I watched the movie The Soloist recently on the small screen while on a plane to Vancouver. The movie is based on the real life story of Nathaniel Ayers, a schizophrenic street musician in Los Angeles. In the 1970s, Mr. Ayers was forced to drop out of the prestigious Julliard School in NYC because of his schizophrenia. A journalist from The Los Angeles Times, Steve Lopez, noticed him one day and took an interest in his case.

Movies are always better viewed large, not on a small screen and not on a plane. It was hard to see what was going on. The scenes from the movie were pretty murky, the mentally ill shuffling past the viewer in an endless night of rotting humanity.

Two things from the movie struck me about the treatment of the mentally ill. It was clear to me that the clues were right there in the open about how to help someone, yet nobody was following through.

Clue number one. The doctor, at least I think he was a doctor, named David, at whatever that building was where the mentally ill were milling around, said to the journalist, “just be his friend.” Then he said something about friendship changing the brain chemistry. Key concept. Not practiced apparently in or near David’s building.

An institution is no substitute for friendship. Where was Ayers to get that kind of friend? It appears that Nathaniel Ayer’s family was not in contact with him while he was on the streets, so they were not there to provide this needed friendship. And, hanging around other mentally ill patients for long stretches doesn’t help people get better, it only reinforces their isolation. You need to hang around with people you care about and who care about you. An institution could, in theory, design a more caring program, by emphasizing more one-on-one interaction between patient and staff. All treatment programs should recognize the importance of a caring family. But families need help to continue to be caring in very trying circumstances.

Clue number 2. This is so obvious you would wonder why it isn’t being done on a large scale. Nathaniel Ayers was, once upon a time, a promising musician. He does well when he is playing his instrument or listening to music. Music also changes brain biochemistry, but why isn’t this rather obvious thing being factored into a treatment program? In one scene Ayers plays his instrument to an assorted throng of the mentally ill and they are enraptured by it, proving that everybody benefits from music, not just the musically gifted. I am more than just a little put out to read that the foundation started in Nathaniel Ayers’s name discriminates between the “artistically gifted” schizophrenic and those who are not. Let’s hope a client doesn’t get dropped from getting further help if it is learned that he or she is merely creatively average.

The idea to encourage Mr. Ayers’ skill appeared to come from the journalist and not from the insitution. Whatever that institution was doing, it sure wasn’t doing it for its clients. They continued, en masse, to be mentally ill.

RECORD EXTRACTS
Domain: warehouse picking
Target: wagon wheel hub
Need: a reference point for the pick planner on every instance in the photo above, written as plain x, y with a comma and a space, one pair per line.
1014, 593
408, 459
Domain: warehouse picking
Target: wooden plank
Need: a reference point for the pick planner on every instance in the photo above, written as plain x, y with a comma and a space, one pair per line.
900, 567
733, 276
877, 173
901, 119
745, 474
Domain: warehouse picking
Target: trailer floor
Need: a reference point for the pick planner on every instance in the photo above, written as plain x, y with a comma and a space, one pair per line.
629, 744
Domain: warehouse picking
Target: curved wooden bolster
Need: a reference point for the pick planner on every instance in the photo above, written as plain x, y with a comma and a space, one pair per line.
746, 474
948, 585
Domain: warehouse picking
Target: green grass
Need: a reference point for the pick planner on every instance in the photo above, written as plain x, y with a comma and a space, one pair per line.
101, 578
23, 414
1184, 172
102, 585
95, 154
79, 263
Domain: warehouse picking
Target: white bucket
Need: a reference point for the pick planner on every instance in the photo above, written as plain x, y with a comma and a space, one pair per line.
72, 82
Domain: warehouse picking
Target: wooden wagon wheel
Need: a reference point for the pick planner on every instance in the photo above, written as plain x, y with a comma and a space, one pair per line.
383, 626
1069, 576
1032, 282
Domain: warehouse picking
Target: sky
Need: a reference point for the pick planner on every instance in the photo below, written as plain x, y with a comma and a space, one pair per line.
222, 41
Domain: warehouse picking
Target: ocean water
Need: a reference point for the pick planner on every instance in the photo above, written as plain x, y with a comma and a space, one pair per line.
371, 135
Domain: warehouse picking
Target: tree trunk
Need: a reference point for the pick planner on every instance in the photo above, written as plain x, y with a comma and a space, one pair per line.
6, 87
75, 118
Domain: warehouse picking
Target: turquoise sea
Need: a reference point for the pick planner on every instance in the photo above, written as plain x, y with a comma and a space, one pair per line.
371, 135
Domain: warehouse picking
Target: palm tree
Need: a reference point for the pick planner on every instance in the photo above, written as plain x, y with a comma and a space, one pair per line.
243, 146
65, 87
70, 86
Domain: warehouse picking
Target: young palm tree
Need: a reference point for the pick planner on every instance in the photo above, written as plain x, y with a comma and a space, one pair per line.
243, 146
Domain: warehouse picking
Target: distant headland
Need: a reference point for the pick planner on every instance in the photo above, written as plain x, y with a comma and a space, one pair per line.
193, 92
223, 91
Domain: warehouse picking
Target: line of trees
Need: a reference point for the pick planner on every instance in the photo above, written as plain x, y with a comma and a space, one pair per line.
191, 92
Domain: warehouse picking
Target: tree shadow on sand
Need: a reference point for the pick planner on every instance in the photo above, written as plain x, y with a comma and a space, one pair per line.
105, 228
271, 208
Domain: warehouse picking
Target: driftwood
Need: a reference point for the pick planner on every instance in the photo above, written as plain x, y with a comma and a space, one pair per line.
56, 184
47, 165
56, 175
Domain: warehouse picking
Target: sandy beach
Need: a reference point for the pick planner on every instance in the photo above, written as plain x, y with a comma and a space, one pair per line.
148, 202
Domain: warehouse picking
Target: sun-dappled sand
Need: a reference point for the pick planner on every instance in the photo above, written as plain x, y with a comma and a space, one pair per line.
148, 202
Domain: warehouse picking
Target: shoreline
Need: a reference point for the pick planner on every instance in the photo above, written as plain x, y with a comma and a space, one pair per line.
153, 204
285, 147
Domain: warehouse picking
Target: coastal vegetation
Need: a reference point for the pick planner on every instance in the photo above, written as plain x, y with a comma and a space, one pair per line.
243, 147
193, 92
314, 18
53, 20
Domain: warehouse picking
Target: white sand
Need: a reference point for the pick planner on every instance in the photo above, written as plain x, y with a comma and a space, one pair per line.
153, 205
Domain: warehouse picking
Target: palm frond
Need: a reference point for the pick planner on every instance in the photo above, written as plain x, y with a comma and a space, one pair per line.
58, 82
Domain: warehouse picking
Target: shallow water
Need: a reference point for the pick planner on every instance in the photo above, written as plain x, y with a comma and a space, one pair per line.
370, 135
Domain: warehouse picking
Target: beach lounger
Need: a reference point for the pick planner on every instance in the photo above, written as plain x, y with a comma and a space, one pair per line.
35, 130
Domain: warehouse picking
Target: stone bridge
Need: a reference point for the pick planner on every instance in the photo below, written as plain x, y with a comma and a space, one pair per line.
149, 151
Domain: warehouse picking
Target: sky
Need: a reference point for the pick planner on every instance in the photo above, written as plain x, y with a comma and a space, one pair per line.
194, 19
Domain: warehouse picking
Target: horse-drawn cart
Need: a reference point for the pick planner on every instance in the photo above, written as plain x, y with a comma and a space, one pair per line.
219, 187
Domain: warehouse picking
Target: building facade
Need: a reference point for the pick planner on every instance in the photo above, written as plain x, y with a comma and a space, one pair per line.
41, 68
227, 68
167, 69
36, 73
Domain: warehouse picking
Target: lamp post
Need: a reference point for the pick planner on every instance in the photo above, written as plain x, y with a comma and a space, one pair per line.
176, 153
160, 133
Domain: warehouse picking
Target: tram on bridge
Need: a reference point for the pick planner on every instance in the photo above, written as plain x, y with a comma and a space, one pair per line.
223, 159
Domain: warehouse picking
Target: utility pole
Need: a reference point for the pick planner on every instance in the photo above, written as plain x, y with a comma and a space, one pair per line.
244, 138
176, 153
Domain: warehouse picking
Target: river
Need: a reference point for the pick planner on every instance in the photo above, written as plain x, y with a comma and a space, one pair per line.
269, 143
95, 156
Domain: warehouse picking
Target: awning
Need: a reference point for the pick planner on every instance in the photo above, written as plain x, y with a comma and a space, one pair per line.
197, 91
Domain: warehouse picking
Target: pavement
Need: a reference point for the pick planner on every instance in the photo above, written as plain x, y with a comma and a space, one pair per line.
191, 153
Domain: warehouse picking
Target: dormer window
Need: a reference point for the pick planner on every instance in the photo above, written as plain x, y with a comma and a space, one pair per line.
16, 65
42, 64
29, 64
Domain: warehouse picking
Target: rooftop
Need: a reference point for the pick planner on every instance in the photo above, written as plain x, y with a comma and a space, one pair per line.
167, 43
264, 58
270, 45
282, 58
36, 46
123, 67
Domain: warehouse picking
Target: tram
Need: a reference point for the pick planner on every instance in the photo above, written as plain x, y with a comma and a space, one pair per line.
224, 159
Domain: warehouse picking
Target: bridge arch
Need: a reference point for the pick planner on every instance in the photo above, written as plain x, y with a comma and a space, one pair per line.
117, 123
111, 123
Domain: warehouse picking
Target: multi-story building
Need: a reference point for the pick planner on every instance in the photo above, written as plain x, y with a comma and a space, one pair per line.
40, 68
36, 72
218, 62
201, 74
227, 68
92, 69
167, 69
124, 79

EXERCISES TO COMPLETE
A: In the post about The Soloist, what forced Nathaniel Ayers to drop out of the Julliard School?
B: Output the passage from the post about The Soloist that begins at the words "Clue number one." and stops after the words "near David’s building.".
C: Translate this sentence from the post about The Soloist into Spanish: "An institution is no substitute for friendship."
The material is separate from the post about The Soloist.

ANSWERS FOR EACH ITEM
A: His schizophrenia forced him to drop out.

B:
Clue number one. The doctor, at least I think he was a doctor, named David, at whatever that building was where the mentally ill were milling around, said to the journalist, “just be his friend.” Then he said something about friendship changing the brain chemistry. Key concept. Not practiced apparently in or near David’s building.

C: Una institución no sustituye a la amistad.